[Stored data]
■ ■ ■
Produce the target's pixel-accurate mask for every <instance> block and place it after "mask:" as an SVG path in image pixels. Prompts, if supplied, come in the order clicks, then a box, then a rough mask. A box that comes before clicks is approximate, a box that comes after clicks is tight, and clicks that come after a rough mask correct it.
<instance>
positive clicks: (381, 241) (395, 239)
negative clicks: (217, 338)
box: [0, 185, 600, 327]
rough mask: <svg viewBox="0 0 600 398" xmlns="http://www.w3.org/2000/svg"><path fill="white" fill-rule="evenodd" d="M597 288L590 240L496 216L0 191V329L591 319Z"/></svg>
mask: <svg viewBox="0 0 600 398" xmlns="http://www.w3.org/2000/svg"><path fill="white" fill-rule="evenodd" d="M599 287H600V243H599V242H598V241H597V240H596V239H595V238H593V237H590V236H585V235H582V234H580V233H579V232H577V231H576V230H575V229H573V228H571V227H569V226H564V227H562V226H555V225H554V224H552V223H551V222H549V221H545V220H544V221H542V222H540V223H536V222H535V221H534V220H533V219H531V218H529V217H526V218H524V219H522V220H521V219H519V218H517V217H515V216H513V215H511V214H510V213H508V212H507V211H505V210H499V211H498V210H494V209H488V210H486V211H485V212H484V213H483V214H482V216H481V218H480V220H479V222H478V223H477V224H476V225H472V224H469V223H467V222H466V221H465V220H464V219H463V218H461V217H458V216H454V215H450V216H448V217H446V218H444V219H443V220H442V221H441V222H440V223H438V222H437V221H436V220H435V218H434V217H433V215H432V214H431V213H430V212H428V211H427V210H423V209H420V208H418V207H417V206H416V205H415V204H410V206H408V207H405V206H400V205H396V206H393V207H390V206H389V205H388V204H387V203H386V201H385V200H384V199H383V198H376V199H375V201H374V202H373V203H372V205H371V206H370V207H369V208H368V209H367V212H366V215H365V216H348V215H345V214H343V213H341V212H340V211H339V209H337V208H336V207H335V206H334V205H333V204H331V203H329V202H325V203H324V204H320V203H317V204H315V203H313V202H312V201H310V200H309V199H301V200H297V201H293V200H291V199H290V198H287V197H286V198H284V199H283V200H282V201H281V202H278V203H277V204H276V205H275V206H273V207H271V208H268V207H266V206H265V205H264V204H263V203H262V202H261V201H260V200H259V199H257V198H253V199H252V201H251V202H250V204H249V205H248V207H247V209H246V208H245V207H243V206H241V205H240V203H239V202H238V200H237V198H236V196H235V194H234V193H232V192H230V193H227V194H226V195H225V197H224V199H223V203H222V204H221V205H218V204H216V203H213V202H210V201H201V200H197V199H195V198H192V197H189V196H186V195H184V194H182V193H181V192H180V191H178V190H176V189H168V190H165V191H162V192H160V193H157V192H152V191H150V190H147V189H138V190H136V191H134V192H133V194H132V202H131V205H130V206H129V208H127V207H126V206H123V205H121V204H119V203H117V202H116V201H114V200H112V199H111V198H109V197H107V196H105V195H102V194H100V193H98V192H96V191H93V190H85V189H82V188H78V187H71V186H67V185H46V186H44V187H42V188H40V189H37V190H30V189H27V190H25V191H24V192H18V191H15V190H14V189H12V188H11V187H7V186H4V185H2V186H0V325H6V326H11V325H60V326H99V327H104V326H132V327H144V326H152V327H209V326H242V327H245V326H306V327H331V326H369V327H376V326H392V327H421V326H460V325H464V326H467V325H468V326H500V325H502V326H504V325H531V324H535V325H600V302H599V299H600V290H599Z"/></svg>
■ ■ ■
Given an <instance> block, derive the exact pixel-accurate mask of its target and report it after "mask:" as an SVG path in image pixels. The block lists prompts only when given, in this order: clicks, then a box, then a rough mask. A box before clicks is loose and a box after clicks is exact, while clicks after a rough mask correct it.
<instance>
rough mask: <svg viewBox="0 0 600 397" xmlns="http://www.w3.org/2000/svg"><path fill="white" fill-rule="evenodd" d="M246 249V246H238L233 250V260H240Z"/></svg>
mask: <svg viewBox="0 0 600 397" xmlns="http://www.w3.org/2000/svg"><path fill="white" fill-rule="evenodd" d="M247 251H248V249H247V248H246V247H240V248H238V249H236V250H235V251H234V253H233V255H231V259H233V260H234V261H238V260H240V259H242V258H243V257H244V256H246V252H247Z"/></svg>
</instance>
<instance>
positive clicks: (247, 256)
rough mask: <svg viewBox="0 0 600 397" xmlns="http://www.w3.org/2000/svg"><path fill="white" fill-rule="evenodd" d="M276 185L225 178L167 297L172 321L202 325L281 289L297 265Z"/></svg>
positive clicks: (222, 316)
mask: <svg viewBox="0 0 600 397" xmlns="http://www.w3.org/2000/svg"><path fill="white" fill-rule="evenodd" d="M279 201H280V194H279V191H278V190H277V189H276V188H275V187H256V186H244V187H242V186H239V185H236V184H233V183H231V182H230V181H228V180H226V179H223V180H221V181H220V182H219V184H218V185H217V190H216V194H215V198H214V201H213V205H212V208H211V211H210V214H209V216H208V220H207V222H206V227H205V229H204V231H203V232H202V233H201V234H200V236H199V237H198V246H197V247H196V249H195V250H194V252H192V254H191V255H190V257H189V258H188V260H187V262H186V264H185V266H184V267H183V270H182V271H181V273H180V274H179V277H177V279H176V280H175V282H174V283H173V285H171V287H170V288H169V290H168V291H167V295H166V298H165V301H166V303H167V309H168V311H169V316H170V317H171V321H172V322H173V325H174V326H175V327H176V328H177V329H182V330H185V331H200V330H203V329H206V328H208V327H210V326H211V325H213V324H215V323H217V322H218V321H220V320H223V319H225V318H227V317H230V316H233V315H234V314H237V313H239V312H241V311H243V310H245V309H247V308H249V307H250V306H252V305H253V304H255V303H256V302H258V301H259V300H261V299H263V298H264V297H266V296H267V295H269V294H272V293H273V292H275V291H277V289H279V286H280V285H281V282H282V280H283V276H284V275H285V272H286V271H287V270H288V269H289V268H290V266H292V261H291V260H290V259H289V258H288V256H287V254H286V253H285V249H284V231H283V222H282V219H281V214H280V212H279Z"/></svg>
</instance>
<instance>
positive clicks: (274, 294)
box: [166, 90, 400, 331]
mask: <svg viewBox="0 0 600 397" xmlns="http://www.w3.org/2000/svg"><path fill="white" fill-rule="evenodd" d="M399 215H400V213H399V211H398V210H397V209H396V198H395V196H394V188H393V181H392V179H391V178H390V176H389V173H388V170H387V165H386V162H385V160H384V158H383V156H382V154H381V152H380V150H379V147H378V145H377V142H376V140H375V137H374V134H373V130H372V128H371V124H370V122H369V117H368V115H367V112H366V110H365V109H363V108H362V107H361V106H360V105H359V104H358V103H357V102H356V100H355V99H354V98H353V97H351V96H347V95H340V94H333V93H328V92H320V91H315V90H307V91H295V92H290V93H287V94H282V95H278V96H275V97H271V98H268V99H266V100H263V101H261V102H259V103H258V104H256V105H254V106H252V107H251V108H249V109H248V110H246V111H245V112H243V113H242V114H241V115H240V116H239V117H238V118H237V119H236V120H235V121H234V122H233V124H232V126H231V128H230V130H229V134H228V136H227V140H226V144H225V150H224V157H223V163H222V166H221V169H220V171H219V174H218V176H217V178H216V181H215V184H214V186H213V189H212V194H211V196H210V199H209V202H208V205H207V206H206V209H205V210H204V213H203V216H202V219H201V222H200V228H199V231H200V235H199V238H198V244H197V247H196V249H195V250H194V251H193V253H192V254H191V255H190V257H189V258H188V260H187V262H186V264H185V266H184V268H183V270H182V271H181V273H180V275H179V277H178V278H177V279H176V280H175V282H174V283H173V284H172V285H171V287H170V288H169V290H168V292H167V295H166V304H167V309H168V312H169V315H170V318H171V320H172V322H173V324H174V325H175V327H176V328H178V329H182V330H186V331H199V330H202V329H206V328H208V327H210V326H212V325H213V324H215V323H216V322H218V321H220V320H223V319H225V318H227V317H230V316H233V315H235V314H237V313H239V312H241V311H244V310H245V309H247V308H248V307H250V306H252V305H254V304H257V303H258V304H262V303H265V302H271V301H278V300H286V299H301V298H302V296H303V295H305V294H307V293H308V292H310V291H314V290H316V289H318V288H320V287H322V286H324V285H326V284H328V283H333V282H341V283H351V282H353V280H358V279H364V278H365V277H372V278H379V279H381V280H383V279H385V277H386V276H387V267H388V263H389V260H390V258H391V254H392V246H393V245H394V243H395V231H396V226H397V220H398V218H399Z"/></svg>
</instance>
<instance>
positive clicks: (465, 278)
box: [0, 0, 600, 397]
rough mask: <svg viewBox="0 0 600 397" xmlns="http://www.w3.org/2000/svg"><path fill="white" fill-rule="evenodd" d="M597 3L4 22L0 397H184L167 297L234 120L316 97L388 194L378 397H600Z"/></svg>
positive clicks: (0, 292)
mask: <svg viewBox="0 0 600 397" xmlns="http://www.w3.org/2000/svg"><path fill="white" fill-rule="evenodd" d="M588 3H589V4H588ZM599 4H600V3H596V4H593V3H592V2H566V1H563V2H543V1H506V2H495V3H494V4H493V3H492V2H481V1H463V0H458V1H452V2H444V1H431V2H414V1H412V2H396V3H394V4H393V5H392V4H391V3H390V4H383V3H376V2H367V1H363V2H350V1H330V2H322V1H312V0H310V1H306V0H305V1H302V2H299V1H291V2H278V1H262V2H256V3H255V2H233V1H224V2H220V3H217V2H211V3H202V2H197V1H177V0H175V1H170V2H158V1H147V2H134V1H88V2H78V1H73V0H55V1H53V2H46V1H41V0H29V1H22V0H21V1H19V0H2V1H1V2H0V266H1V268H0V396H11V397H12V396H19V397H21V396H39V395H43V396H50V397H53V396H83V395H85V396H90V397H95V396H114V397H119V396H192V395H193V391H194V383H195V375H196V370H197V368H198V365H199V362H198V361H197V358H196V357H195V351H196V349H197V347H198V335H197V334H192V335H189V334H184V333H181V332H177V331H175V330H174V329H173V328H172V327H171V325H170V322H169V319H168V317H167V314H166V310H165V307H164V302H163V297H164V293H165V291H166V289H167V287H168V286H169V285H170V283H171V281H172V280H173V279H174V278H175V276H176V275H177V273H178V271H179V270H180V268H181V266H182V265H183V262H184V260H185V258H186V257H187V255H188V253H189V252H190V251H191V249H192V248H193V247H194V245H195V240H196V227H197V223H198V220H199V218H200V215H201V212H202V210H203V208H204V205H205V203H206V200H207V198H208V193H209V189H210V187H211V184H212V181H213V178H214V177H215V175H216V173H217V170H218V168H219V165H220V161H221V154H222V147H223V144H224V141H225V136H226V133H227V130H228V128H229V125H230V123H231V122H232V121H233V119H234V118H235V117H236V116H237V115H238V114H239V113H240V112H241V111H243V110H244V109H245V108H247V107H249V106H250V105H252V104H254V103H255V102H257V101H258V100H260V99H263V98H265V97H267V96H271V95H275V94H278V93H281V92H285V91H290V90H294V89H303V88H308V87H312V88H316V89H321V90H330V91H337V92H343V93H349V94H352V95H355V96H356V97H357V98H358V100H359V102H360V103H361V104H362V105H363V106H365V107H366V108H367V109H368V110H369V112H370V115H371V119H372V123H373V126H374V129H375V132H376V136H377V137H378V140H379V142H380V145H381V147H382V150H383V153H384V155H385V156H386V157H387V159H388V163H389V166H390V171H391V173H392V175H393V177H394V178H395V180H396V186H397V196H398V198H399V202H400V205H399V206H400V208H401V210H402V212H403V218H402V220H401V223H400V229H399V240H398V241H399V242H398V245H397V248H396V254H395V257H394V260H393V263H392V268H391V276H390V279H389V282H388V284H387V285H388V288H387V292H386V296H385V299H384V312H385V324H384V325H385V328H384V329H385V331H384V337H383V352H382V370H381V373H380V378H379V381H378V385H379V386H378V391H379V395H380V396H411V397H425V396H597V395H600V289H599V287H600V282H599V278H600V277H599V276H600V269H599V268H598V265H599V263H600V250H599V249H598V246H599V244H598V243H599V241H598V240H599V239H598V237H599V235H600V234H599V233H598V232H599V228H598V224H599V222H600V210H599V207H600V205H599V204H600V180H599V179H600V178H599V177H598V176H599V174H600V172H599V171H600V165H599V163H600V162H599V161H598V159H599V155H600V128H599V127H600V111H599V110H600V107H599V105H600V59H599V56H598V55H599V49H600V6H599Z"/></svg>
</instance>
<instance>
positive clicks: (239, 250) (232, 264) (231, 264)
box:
■ ■ ■
# Exercise prompt
Rewrite the data as a numbered list, starting at the line with "Produce the target's" and going up to and including the line with "positive clicks: (381, 241) (395, 239)". Skip any blank lines.

# Expected output
1. Produce the target's pixel-accurate mask for every <instance> block and place it after "mask:" as an SVG path in image pixels. Prompts, if supplied, come in the order clicks, then a box, then a rough mask. A box that comes before clicks is approximate, a box that comes after clicks is tight, and clicks that come after a rough mask correct it.
2. <instance>
3. positive clicks: (381, 241) (395, 239)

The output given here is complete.